Textauszug:
┌──
Ich muss mir Luft machen! Es heißt ja nicht umsonst angry Teddy. Social Media geht nicht mehr weg, das dürfte mittlerweile auch den größten Skeptikern klar geworden sein. Diesen Erkenntnisgewinn beobachte ich auch regelmäßig bei meinen Beratungsgesprächen. Leider beobachte ich auch, dass sogenannte „Experten“ in einer Geschwindigkeit aus dem Boden schießen, dass einem schlecht wird. Und es ist schon lustig, wer sich da so aller selbst Experte, Spezialist usw. nennt.
Nur weil jemand jung ist, ist er noch längst kein Spezialist in Social Media
Ich würde nie soweit gehen mich selbst Experte zu nennen, ich habe immer beteuert ich bin ein „versierter User“ und ich kenne sicher mehr Ecken im Social Media Geflecht, als der Durchschnittsuser. Wär auch blöd wenn nicht, schließlich berate ich Menschen bei ihren Fragen rund um das Thema. Ich lese täglich mehrere dutzend Artikel (Ok 😉 vieles überfliege ich auch nur) zum Thema Social Media und bin in vielfältigsten Plattformen mehr oder weniger aktiv, ich bin einer derjenigen der ganz früh und oft völlig überteuert neue Technikspielzeuge kauft (iPad, Smartphone, …) und experimentiert, ich bin außerdem nach 1980 geboren – somit gehöre ich nach Definition zu den „Digital natives“. Sich im Beratungsgeschäft rund um Social Media zu bewegen heißt sich täglich zu informieren, es reicht nicht jung zu sein und mit Fachvokabluar um sich zu werfen – was vielerorts zu beobachten ist.
└──
Aufgabe:
Wie bezeichnet sich die schreibende Person im Textauszug selbst, anstatt sich Experte zu nennen?

Bereitgestellte Einträge:
┌──
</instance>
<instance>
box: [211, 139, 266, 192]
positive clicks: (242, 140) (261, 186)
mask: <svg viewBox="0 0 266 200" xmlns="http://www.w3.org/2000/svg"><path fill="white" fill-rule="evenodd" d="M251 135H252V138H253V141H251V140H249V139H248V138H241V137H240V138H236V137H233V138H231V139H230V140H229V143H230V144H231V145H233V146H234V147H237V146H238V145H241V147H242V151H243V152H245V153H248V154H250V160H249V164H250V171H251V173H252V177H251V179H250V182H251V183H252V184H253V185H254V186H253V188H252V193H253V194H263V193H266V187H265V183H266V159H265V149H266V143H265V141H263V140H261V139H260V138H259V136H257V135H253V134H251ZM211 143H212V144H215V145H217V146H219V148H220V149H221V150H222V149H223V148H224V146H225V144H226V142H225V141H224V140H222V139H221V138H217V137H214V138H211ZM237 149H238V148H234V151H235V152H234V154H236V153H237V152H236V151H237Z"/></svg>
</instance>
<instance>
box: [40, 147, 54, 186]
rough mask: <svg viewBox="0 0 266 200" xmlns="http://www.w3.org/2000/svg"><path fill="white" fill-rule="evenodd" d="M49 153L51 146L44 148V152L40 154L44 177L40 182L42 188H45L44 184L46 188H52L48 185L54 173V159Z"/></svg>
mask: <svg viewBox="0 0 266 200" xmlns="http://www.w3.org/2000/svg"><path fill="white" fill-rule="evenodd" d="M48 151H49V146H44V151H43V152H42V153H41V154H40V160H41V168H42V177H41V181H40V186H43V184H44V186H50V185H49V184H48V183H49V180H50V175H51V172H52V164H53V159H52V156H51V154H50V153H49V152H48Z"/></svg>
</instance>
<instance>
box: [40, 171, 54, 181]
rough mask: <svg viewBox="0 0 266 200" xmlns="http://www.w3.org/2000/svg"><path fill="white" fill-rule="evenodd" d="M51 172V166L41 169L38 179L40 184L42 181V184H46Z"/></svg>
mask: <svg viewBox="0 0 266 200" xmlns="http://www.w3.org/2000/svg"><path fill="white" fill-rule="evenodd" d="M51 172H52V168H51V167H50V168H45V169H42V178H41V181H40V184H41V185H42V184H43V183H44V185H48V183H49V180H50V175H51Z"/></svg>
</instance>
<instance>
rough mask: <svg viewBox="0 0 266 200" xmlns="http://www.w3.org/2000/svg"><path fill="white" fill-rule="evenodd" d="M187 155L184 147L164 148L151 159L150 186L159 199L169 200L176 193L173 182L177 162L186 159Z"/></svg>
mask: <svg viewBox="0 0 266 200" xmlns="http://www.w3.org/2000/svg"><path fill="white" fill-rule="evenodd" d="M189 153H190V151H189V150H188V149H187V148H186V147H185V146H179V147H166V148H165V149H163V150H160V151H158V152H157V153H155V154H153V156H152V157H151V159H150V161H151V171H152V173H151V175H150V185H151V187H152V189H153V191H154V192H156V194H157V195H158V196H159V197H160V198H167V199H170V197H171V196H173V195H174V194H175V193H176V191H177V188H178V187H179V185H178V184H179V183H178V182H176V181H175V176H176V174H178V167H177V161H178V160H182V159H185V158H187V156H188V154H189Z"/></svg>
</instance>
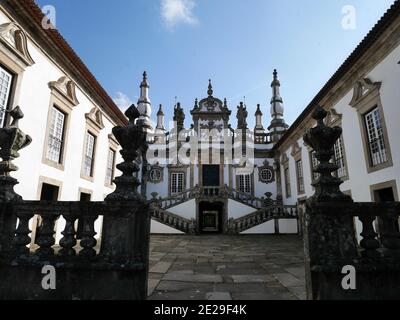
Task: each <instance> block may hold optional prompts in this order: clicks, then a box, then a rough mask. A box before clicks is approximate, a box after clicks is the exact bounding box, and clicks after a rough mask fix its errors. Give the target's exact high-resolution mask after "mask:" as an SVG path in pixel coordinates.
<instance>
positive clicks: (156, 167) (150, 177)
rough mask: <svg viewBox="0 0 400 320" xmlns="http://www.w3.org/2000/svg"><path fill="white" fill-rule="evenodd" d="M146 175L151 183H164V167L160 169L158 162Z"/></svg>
mask: <svg viewBox="0 0 400 320" xmlns="http://www.w3.org/2000/svg"><path fill="white" fill-rule="evenodd" d="M147 174H148V179H149V182H151V183H154V184H157V183H161V182H163V181H164V167H161V166H160V164H159V163H158V162H157V163H156V164H155V165H153V166H151V167H150V170H148V173H147Z"/></svg>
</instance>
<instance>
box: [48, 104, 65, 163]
mask: <svg viewBox="0 0 400 320" xmlns="http://www.w3.org/2000/svg"><path fill="white" fill-rule="evenodd" d="M65 120H66V115H65V113H64V112H62V111H60V110H59V109H58V108H56V107H55V106H53V107H52V108H51V111H50V127H49V137H48V140H47V152H46V158H47V160H50V161H52V162H55V163H61V162H62V150H63V147H64V128H65Z"/></svg>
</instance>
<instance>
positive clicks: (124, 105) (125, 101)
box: [113, 92, 133, 111]
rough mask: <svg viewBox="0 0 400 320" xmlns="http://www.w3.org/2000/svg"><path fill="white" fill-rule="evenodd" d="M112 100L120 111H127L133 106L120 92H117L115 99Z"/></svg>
mask: <svg viewBox="0 0 400 320" xmlns="http://www.w3.org/2000/svg"><path fill="white" fill-rule="evenodd" d="M113 100H114V102H115V104H116V105H117V106H118V107H119V108H120V109H121V110H122V111H125V110H127V109H128V108H129V107H130V106H131V105H132V104H133V101H132V100H131V99H130V98H129V97H128V96H127V95H126V94H124V93H122V92H117V97H116V98H114V99H113Z"/></svg>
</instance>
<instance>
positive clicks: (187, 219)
mask: <svg viewBox="0 0 400 320" xmlns="http://www.w3.org/2000/svg"><path fill="white" fill-rule="evenodd" d="M150 212H151V217H152V218H153V219H154V220H156V221H158V222H160V223H162V224H165V225H166V226H169V227H171V228H174V229H177V230H179V231H182V232H183V233H186V234H190V233H194V230H195V223H194V221H193V220H189V219H185V218H183V217H181V216H179V215H176V214H173V213H171V212H169V211H167V210H163V209H161V208H159V207H157V206H151V209H150Z"/></svg>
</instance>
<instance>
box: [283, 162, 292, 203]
mask: <svg viewBox="0 0 400 320" xmlns="http://www.w3.org/2000/svg"><path fill="white" fill-rule="evenodd" d="M283 174H284V179H285V192H286V197H287V198H290V197H291V196H292V187H291V185H290V174H289V167H286V168H285V169H284V171H283Z"/></svg>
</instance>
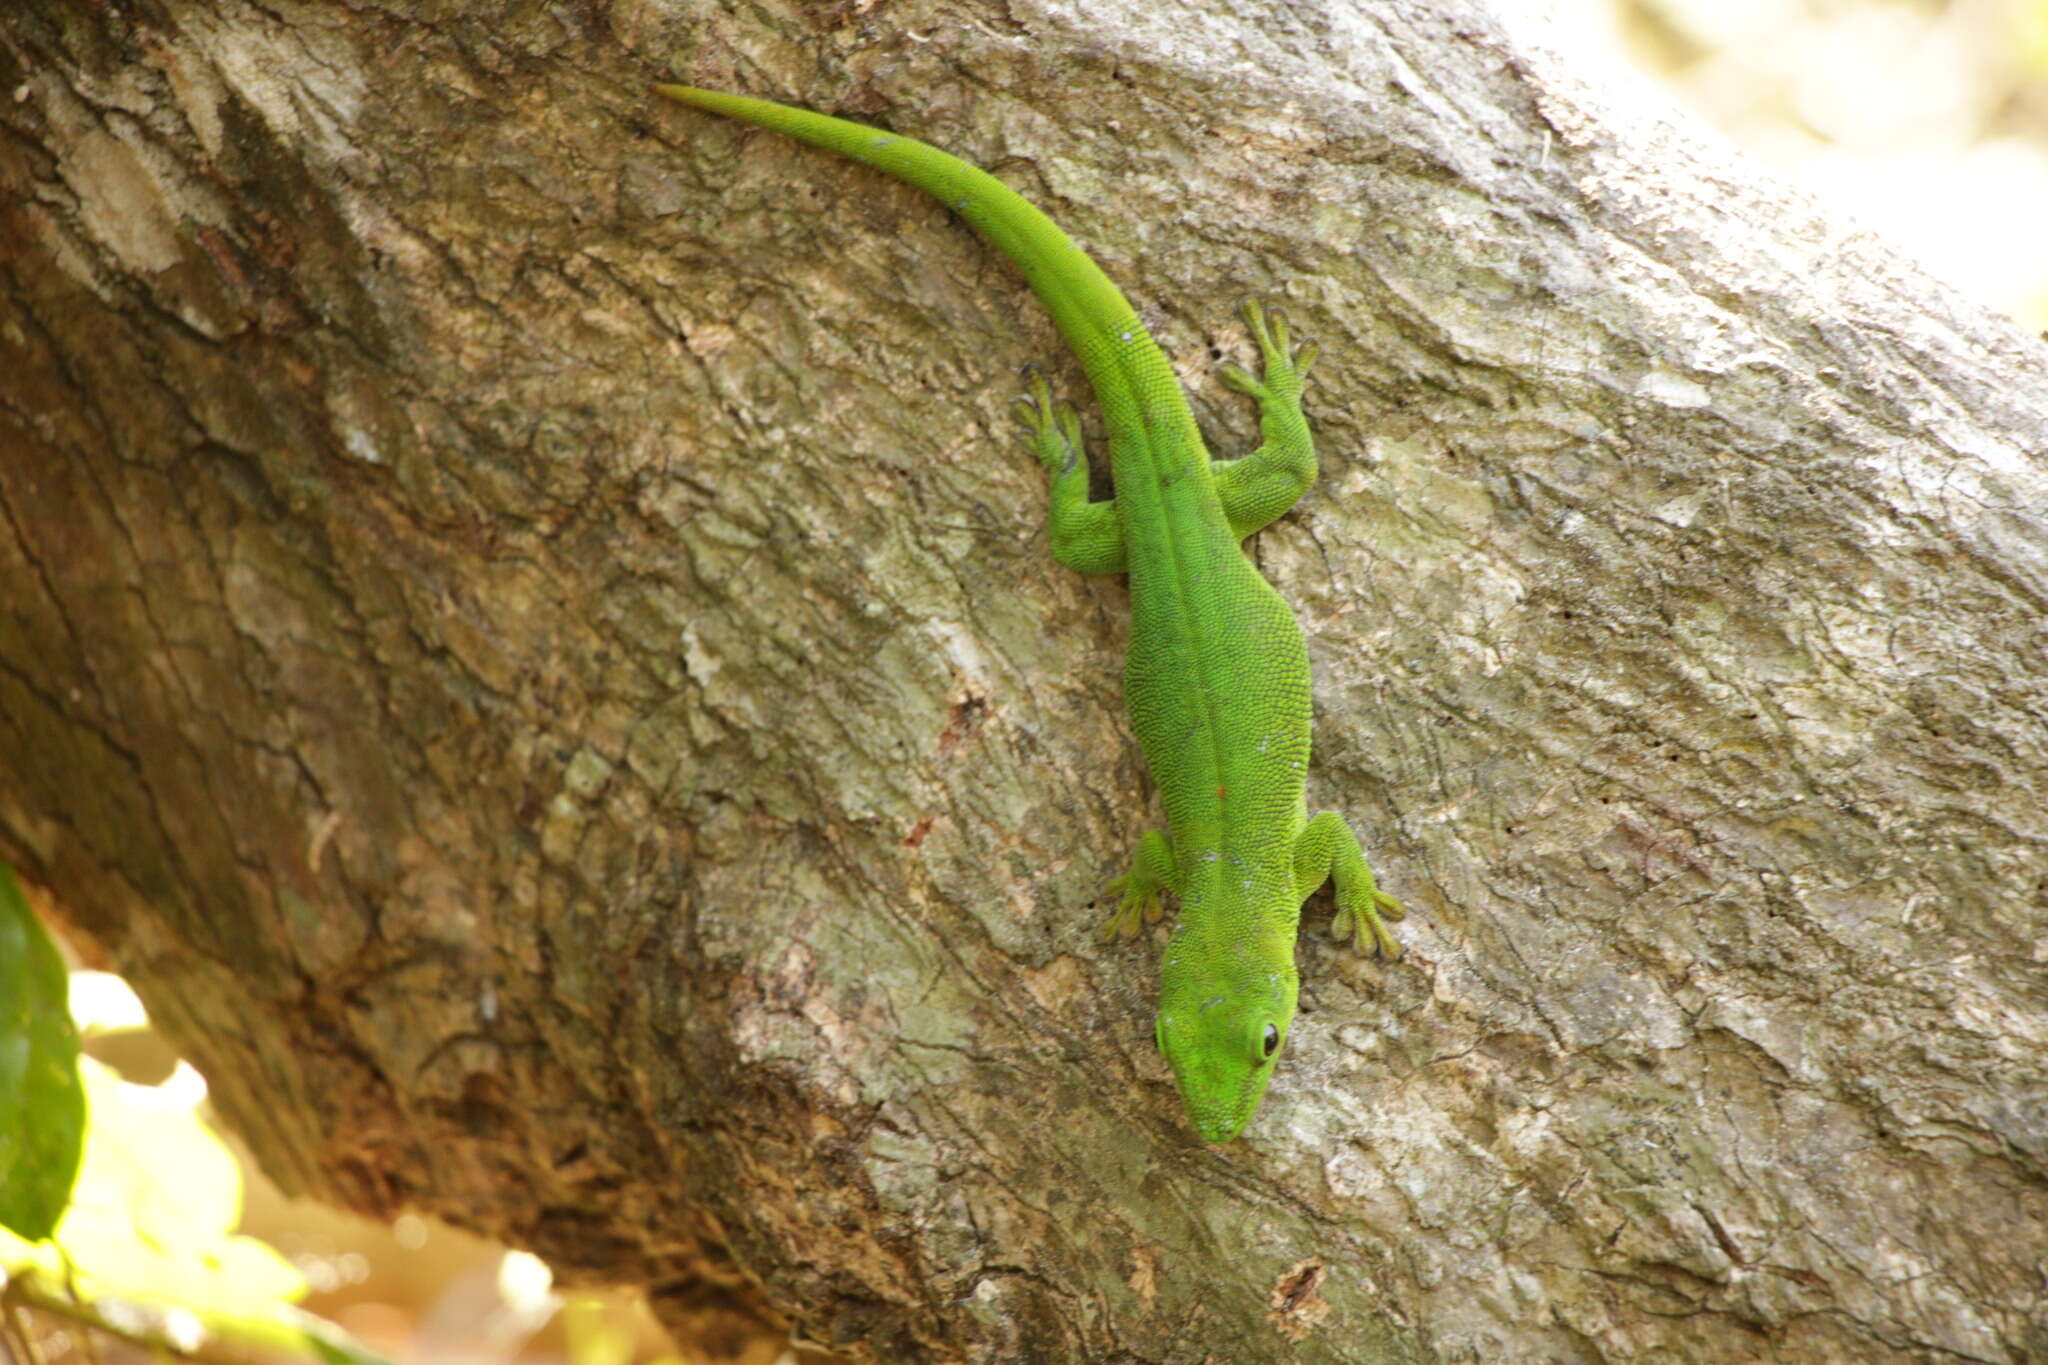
└──
Lösung:
Als „versierter User“.